PROBLEM SET:
1. Using the AutoComplete article, decide whether each statement agrees with it: (a) The default setting for AutoComplete is false. (b) Setting AutoComplete to false is supported in C# only. (c) A message placed back into the queue after the Lock Duration threshold has its Delivery Count incremented. For each, answer yes or no and quote the words of the article that settle it.
2. According to the AutoComplete article, which extension is installed when you create a Service Bus triggered Azure Function?
3. Print the passage of the AutoComplete article from "Figure 1, Service" to "Letter Queue (DLQ).".

TEXT PROVIDED:
START
Service Bus triggered Azure Function AutoComplete false, duplicates

As you read here the default setting for AutoComplete is true.  When you create a Service Bus triggered Azure Function you install an extension named Microsoft.Azure.WebJobs.Extensions.ServiceBus as shown in Figure 1.

image

Figure 1, Service Bus Azure Function AutoComplete

The NuGet package is here and the source code here.  The point of this article is explain what happens when you set AutoComplete to false, which is supported in C# only.  What this does is it removes the responsibility of managing the message life cycle from the extension, to you!  Are you ready for that?  Do you know what this means?  For starters, have a look at the ServiceBusListners.cs file.  I linked that specifically to a line which call the receiver.CompleteAsync() method.  That won’t happen if you set AutoComplete to false, you have to do it.  Look around in that code and you will find AbandonAsync() and CompleteAsync().  You might also need to consider when to send a message to the Dead Letter Queue (DLQ).

An issue happens when for some reason you do not call the CompleteAsync()  method.  This can happen if your code throws an unhandled exception or even a handled exception and you don’t call the CompleteAsync() method in you catch{} block.  This also has some to do with timing and where your code throws the exception.  If you code throws an exception before the message is process by you code and you do not call the CompleteAsync() method, then after the Lock Duration threshold you set on the Service Bus is breached, the message gets place back into the queue, with an incremented Delivery Count.  But in that scenario, no problem, because the exception happened before the message was processed by your code.  However, if the message did get processed, and you code threw an exception afterwards, before you called the CompleteAsync() method, then, same like before, after the Lock Duration threshold is reached, the message will get placed back into the queue and you will reprocess it, which probably isn’t desired.
END
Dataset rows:
START
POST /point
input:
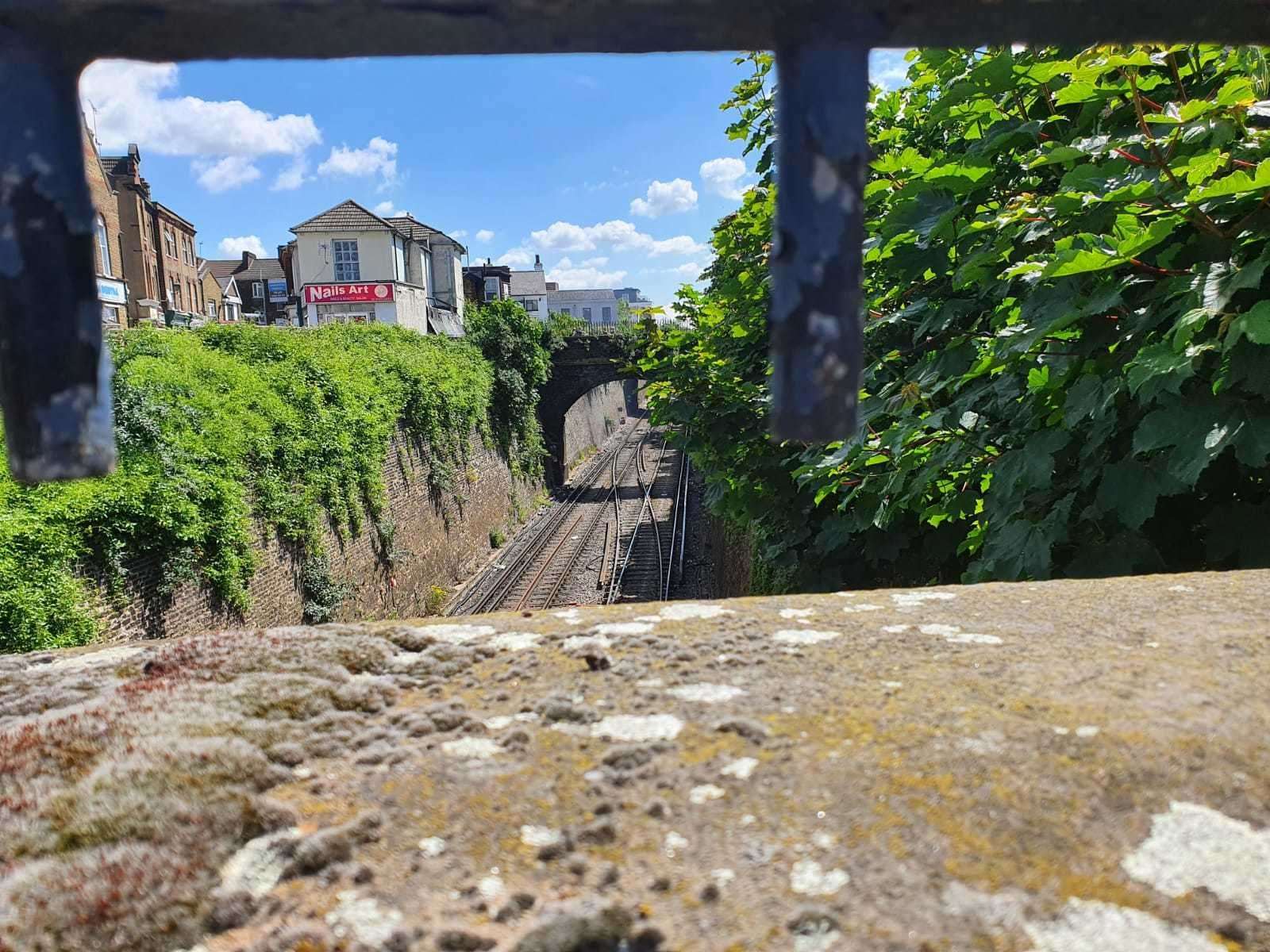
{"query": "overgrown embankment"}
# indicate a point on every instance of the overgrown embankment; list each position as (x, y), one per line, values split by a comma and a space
(1067, 342)
(235, 432)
END
EXPECTED OUTPUTS:
1.
(a) No: "the default setting for AutoComplete is true"
(b) Yes: "which is supported in C# only"
(c) Yes: "with an incremented Delivery Count"

2. Microsoft.Azure.WebJobs.Extensions.ServiceBus

3.
Figure 1, Service Bus Azure Function AutoComplete

The NuGet package is here and the source code here.  The point of this article is explain what happens when you set AutoComplete to false, which is supported in C# only.  What this does is it removes the responsibility of managing the message life cycle from the extension, to you!  Are you ready for that?  Do you know what this means?  For starters, have a look at the ServiceBusListners.cs file.  I linked that specifically to a line which call the receiver.CompleteAsync() method.  That won’t happen if you set AutoComplete to false, you have to do it.  Look around in that code and you will find AbandonAsync() and CompleteAsync().  You might also need to consider when to send a message to the Dead Letter Queue (DLQ).